## Goal
Reproduce the court filing from "Securitas Electronic Security, Inc." to "on 3/15/2021) (mml)", replacing "DeBon" with "the defendant" throughout.

Securitas Electronic Security, Inc. v. DeBon
Filing
41
DECISION AND ORDER DENYING DEFENDANT'S MOTION TO DISMISS denying 34 Motion to Dismiss. DeBon obviously did not take well to Securitas' acquisition of his long-time employer, DSSI. But he remained in the newly-acquired corporations employ , and so owed it a duty of undivided loyalty. The facts pleaded in the complaint, if proven, suggest that he breached that duty in multiple ways, to the detriment of Securitas. His motion to dismiss the complaint is denied. The Clerk is directed to remove the motion at Docket #34 from the court's list of open motions. (Signed by Judge Colleen McMahon on 3/15/2021) (mml)

## Raw data
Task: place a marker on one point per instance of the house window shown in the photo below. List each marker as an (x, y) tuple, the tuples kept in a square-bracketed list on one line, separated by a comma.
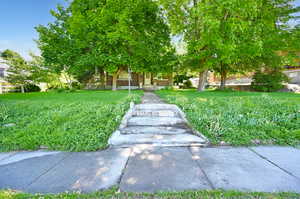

## Complete answer
Securitas Electronic Security, Inc. v. the defendant
Filing
41
DECISION AND ORDER DENYING DEFENDANT'S MOTION TO DISMISS denying 34 Motion to Dismiss. the defendant obviously did not take well to Securitas' acquisition of his long-time employer, DSSI. But he remained in the newly-acquired corporations employ , and so owed it a duty of undivided loyalty. The facts pleaded in the complaint, if proven, suggest that he breached that duty in multiple ways, to the detriment of Securitas. His motion to dismiss the complaint is denied. The Clerk is directed to remove the motion at Docket #34 from the court's list of open motions. (Signed by Judge Colleen McMahon on 3/15/2021) (mml)